* [What the exercise asks] Reproduce the data below in full and to the letter, images excepted.

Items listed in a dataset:
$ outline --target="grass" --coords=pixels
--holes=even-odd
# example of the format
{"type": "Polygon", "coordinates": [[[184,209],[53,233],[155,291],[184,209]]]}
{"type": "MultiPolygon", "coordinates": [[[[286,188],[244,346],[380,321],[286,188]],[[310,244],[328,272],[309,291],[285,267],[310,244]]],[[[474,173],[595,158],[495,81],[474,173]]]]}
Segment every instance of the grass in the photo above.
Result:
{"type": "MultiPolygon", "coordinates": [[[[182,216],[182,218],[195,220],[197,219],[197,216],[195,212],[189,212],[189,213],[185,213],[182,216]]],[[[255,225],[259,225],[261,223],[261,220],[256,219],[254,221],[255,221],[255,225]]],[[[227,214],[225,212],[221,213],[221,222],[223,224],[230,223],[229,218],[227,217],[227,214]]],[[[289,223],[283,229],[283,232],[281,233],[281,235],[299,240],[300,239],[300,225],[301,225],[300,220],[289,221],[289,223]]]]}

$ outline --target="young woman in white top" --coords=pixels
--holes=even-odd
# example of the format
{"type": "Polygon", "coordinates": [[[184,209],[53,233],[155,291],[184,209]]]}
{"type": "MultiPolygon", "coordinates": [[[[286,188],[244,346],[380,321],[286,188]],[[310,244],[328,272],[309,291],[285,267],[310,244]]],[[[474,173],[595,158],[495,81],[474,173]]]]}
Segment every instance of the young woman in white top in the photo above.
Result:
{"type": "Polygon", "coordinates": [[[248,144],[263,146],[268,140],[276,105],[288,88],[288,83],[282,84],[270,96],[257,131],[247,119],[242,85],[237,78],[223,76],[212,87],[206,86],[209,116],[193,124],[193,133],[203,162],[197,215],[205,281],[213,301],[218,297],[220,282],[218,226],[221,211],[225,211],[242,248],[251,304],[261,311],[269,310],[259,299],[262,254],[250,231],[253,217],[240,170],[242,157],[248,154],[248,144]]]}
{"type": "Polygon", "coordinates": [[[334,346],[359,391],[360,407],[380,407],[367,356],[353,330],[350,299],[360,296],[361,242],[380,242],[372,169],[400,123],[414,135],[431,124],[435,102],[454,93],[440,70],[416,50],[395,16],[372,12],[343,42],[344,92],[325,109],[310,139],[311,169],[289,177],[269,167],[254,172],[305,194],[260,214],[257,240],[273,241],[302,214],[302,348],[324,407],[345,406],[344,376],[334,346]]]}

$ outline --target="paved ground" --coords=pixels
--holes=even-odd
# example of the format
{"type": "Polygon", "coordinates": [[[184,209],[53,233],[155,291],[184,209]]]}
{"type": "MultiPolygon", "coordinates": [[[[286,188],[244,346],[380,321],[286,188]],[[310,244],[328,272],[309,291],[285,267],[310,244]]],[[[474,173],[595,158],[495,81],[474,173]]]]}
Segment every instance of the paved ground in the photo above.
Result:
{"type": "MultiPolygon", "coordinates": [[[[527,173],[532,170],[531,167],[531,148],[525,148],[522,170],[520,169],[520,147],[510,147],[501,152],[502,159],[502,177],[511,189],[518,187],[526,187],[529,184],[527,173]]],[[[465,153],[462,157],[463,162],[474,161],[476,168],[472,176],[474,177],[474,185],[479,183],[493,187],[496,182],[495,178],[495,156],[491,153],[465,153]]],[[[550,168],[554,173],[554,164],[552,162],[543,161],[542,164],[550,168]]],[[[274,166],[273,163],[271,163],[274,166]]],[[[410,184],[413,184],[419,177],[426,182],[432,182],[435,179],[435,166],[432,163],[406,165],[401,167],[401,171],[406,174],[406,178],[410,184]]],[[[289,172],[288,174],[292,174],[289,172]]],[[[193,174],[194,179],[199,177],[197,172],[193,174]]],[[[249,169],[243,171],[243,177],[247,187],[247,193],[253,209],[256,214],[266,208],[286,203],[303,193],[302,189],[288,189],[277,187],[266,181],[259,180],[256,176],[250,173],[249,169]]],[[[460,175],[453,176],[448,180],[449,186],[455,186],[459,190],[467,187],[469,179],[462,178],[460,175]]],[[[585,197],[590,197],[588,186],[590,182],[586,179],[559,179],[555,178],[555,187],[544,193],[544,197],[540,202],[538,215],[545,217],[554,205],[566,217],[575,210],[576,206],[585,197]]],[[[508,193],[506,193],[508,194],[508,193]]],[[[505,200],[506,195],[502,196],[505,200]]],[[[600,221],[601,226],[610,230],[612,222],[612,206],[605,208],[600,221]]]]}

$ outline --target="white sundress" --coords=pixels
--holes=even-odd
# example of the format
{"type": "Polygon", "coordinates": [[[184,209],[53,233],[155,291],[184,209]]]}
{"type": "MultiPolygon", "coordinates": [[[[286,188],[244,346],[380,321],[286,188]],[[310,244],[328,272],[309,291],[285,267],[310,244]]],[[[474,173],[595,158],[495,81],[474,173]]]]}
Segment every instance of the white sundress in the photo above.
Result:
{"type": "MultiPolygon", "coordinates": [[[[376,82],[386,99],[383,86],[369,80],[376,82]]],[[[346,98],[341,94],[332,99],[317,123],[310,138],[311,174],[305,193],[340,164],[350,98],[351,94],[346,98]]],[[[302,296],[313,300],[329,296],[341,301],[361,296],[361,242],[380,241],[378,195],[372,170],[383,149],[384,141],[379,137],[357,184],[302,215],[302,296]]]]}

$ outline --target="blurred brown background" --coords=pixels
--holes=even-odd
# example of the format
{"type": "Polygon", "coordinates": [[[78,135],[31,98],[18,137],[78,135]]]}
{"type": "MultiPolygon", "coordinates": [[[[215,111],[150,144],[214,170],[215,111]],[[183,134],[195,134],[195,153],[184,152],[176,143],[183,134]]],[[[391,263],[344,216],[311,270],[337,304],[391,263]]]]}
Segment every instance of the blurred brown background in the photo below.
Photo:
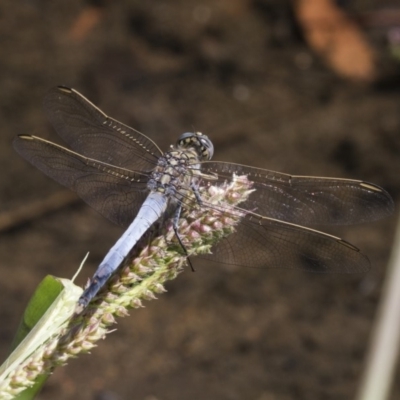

* [Response to this task]
$ outline --target="grass" --coords=pixels
--holes=even-odd
# example of the format
{"type": "Polygon", "coordinates": [[[184,209],[53,233],[155,291],[184,209]]]}
{"type": "MultiPolygon", "coordinates": [[[[286,188],[244,346],[380,321],[286,188]],[[310,244],[328,272],[309,291],[285,267],[310,244]]],[[[474,173],[595,158],[495,81],[474,173]]]]}
Segment every instance of the grass in the photo above.
Result:
{"type": "MultiPolygon", "coordinates": [[[[182,216],[182,218],[195,220],[197,219],[197,216],[195,212],[189,212],[189,213],[185,213],[182,216]]],[[[255,225],[259,225],[261,223],[261,220],[256,219],[254,221],[255,221],[255,225]]],[[[227,214],[225,212],[221,213],[221,222],[223,224],[230,223],[229,218],[227,217],[227,214]]],[[[289,223],[283,229],[283,232],[281,233],[281,235],[299,240],[300,239],[300,225],[301,225],[300,220],[289,221],[289,223]]]]}

$ outline --target="young woman in white top" --coords=pixels
--holes=even-odd
# example of the format
{"type": "Polygon", "coordinates": [[[184,209],[53,233],[155,291],[184,209]]]}
{"type": "MultiPolygon", "coordinates": [[[[286,188],[244,346],[380,321],[286,188]],[[310,244],[328,272],[309,291],[285,267],[310,244]]],[[[474,173],[595,158],[495,81],[474,173]]]]}
Segment every instance of the young woman in white top in the photo above.
Result:
{"type": "Polygon", "coordinates": [[[248,144],[263,146],[268,140],[276,105],[288,88],[288,83],[282,84],[270,96],[257,131],[247,119],[242,85],[237,78],[223,76],[212,87],[206,86],[209,116],[193,124],[193,133],[203,162],[197,215],[205,281],[213,301],[218,297],[220,282],[218,226],[221,211],[225,211],[242,248],[251,304],[261,311],[269,310],[259,299],[262,254],[250,231],[253,217],[240,170],[242,157],[248,154],[248,144]]]}
{"type": "Polygon", "coordinates": [[[334,346],[359,391],[360,407],[380,407],[367,356],[353,330],[350,299],[360,296],[361,242],[380,242],[372,169],[400,123],[414,135],[431,124],[435,102],[454,93],[440,70],[416,50],[395,16],[372,12],[343,42],[344,92],[325,109],[310,139],[311,169],[289,177],[269,167],[254,172],[305,194],[260,214],[257,240],[273,241],[302,214],[302,348],[324,407],[345,406],[344,376],[334,346]]]}

$ outline --target="paved ground" --coords=pixels
--holes=even-odd
# example of the format
{"type": "Polygon", "coordinates": [[[184,209],[53,233],[155,291],[184,209]]]}
{"type": "MultiPolygon", "coordinates": [[[[286,188],[244,346],[380,321],[286,188]],[[310,244],[328,272],[309,291],[285,267],[310,244]]],[[[474,173],[595,158],[495,81],[474,173]]]]}
Segment every instance of the paved ground in the photo above.
Result:
{"type": "MultiPolygon", "coordinates": [[[[527,173],[532,170],[531,167],[531,148],[525,148],[522,170],[520,169],[520,147],[510,147],[501,152],[502,159],[502,177],[511,189],[518,187],[526,187],[529,184],[527,173]]],[[[465,153],[462,157],[463,162],[474,161],[476,168],[472,176],[474,177],[474,185],[479,183],[493,187],[496,182],[495,178],[495,156],[491,153],[465,153]]],[[[550,168],[554,173],[554,164],[552,162],[543,161],[542,164],[550,168]]],[[[274,166],[273,163],[271,163],[274,166]]],[[[410,184],[413,184],[419,177],[426,182],[432,182],[435,179],[435,166],[432,163],[406,165],[401,167],[401,171],[406,174],[406,178],[410,184]]],[[[289,172],[288,174],[292,174],[289,172]]],[[[193,174],[194,179],[199,177],[197,172],[193,174]]],[[[249,169],[243,171],[243,177],[247,187],[247,193],[253,209],[256,214],[266,208],[286,203],[303,193],[302,189],[288,189],[277,187],[266,181],[259,180],[256,176],[250,173],[249,169]]],[[[460,175],[453,176],[448,180],[449,186],[455,186],[459,190],[467,187],[469,179],[462,178],[460,175]]],[[[585,197],[590,197],[588,186],[590,182],[586,179],[559,179],[555,178],[555,187],[544,193],[544,197],[540,202],[538,215],[545,217],[554,205],[566,217],[575,210],[576,206],[585,197]]],[[[508,193],[506,193],[508,194],[508,193]]],[[[505,200],[506,195],[502,196],[505,200]]],[[[600,221],[601,226],[610,230],[612,222],[612,206],[605,208],[600,221]]]]}

$ outline --target="white sundress" --coords=pixels
--holes=even-odd
# example of the format
{"type": "Polygon", "coordinates": [[[184,209],[53,233],[155,291],[184,209]]]}
{"type": "MultiPolygon", "coordinates": [[[[286,188],[244,346],[380,321],[286,188]],[[310,244],[328,272],[309,291],[285,267],[310,244]]],[[[474,173],[595,158],[495,81],[474,173]]]]}
Segment every instance of the white sundress in the photo above.
Result:
{"type": "MultiPolygon", "coordinates": [[[[376,82],[386,99],[383,86],[369,80],[376,82]]],[[[346,98],[341,94],[332,99],[317,123],[310,138],[311,174],[305,193],[340,164],[350,98],[351,94],[346,98]]],[[[302,296],[313,300],[329,296],[341,301],[361,296],[361,242],[380,241],[378,195],[372,170],[383,149],[384,141],[379,137],[357,184],[302,215],[302,296]]]]}

$ outline --target="blurred brown background" --coords=pixels
--holes=even-odd
# example of the format
{"type": "Polygon", "coordinates": [[[78,135],[31,98],[18,137],[78,135]]]}
{"type": "MultiPolygon", "coordinates": [[[[215,111],[150,144],[214,170],[215,111]],[[183,134],[195,134],[195,153],[184,152],[176,143],[183,134]]],[[[391,263],[344,216],[311,270],[337,304],[391,263]]]]}
Segment every instance of the blurred brown background in the photo below.
Photo:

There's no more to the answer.